--- START TASK MATERIAL ---
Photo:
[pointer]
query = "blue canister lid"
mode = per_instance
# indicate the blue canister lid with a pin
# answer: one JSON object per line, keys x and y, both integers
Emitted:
--- END TASK MATERIAL ---
- YOUR OBJECTIVE:
Please reproduce the lines above without changing a single character.

- RESPONSE TO THE TASK:
Photo:
[pointer]
query = "blue canister lid"
mode = per_instance
# indicate the blue canister lid with a pin
# answer: one JSON object per line, keys x and y, both integers
Emitted:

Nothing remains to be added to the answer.